Each line from the one containing "Locate the luggage tag;" to the end of the records below should be restated word for word; please leave out all other lines.

[[ Given information open ]]

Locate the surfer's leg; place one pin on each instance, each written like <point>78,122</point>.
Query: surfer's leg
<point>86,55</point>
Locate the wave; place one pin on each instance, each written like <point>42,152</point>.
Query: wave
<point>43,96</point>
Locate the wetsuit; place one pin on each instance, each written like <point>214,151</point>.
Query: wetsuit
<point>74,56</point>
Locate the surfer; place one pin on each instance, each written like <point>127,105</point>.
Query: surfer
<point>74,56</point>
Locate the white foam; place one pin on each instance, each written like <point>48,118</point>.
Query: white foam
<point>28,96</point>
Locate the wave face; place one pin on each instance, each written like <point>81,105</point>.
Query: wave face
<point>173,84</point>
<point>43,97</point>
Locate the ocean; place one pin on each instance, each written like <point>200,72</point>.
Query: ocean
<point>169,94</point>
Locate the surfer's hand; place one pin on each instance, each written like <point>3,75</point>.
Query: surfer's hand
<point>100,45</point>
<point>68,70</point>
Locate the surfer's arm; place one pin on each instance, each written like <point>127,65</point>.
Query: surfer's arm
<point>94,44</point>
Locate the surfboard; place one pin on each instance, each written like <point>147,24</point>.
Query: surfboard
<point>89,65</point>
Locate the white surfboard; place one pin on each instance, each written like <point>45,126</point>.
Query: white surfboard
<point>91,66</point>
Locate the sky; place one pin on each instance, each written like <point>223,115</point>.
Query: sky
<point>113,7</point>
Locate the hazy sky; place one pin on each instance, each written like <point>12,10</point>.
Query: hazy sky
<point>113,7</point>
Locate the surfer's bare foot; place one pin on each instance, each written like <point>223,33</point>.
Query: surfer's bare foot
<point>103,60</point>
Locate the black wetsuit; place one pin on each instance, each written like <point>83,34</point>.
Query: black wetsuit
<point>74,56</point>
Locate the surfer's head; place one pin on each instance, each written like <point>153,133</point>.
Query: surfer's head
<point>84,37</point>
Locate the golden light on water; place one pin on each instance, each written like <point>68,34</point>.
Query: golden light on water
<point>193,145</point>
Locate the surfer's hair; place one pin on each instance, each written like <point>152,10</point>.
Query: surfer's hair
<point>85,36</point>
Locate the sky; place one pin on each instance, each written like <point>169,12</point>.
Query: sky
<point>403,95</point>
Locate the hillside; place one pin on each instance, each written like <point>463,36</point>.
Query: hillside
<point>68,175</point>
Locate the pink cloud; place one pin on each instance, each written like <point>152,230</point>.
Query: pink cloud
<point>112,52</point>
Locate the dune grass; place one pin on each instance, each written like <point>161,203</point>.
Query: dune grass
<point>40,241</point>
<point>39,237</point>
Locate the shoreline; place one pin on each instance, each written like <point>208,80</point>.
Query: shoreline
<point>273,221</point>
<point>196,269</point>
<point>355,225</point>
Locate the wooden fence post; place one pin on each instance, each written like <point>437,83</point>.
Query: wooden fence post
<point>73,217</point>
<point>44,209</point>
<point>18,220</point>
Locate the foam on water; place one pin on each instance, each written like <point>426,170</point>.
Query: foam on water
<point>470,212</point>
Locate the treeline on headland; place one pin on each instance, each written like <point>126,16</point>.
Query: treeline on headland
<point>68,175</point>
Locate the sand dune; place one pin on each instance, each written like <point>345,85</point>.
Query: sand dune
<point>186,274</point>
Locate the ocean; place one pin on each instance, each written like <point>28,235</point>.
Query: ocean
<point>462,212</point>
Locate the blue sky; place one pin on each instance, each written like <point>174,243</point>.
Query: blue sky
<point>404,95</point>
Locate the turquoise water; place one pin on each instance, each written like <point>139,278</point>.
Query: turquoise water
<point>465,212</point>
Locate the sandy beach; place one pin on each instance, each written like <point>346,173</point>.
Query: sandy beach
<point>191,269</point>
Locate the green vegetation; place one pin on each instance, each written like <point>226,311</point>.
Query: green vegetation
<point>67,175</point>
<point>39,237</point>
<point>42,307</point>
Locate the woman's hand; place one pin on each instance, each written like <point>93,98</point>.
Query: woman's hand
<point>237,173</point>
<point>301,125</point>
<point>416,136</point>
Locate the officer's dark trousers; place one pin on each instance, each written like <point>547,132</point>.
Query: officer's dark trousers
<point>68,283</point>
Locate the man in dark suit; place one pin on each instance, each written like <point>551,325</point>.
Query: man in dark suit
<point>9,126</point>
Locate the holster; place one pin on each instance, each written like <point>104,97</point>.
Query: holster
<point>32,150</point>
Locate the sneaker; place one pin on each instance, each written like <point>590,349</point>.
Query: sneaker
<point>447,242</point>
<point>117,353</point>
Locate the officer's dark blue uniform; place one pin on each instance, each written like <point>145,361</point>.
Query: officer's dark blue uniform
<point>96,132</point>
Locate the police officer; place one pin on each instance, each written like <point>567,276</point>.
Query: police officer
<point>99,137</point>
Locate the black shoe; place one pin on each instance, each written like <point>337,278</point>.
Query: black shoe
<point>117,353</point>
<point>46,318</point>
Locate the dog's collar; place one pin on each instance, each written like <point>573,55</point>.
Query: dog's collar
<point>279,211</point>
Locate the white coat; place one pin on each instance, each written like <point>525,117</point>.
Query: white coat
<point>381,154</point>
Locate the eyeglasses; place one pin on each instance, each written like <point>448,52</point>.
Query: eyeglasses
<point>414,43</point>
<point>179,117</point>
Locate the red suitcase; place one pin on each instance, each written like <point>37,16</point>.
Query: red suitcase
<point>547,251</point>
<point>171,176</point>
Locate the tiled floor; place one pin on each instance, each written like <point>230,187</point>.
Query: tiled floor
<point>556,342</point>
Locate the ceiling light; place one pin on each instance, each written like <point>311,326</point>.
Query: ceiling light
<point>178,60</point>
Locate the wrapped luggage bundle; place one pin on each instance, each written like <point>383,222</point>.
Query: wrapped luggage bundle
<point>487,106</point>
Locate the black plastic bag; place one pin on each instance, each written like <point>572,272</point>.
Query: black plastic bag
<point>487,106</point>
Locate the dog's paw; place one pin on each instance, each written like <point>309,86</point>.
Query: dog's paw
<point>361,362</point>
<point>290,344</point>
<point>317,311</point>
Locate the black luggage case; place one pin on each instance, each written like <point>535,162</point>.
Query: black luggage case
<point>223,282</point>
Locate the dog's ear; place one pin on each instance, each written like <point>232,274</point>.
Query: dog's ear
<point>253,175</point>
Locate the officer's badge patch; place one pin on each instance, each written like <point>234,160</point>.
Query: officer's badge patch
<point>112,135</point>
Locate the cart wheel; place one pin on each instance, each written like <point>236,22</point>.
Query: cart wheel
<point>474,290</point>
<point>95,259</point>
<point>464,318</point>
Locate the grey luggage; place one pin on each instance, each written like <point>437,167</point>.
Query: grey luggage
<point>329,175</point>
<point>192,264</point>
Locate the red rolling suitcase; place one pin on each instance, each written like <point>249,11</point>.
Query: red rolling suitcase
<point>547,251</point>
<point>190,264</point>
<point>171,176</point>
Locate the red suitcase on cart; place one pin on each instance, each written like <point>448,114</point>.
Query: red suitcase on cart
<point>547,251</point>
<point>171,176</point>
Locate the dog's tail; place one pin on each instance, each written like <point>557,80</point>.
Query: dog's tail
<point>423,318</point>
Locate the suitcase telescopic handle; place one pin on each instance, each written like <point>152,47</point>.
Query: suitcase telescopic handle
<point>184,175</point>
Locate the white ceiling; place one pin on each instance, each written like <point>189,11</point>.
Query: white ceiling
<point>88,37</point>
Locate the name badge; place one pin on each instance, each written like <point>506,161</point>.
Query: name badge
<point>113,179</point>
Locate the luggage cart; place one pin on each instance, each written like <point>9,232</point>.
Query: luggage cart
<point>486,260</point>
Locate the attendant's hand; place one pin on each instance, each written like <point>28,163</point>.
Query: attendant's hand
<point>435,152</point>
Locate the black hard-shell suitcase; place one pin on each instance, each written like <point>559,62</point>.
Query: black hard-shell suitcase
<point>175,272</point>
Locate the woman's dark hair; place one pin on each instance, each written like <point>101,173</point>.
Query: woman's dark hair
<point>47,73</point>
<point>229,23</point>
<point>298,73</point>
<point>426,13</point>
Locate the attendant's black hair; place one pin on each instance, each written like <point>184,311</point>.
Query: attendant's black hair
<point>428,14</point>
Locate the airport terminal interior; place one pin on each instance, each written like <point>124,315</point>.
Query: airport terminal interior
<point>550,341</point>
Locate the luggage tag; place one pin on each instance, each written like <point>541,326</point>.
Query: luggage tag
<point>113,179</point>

[[ Given information closed ]]

Result of this task
Locate the luggage tag; place one pin on each instance, each written like <point>541,326</point>.
Query: luggage tag
<point>113,179</point>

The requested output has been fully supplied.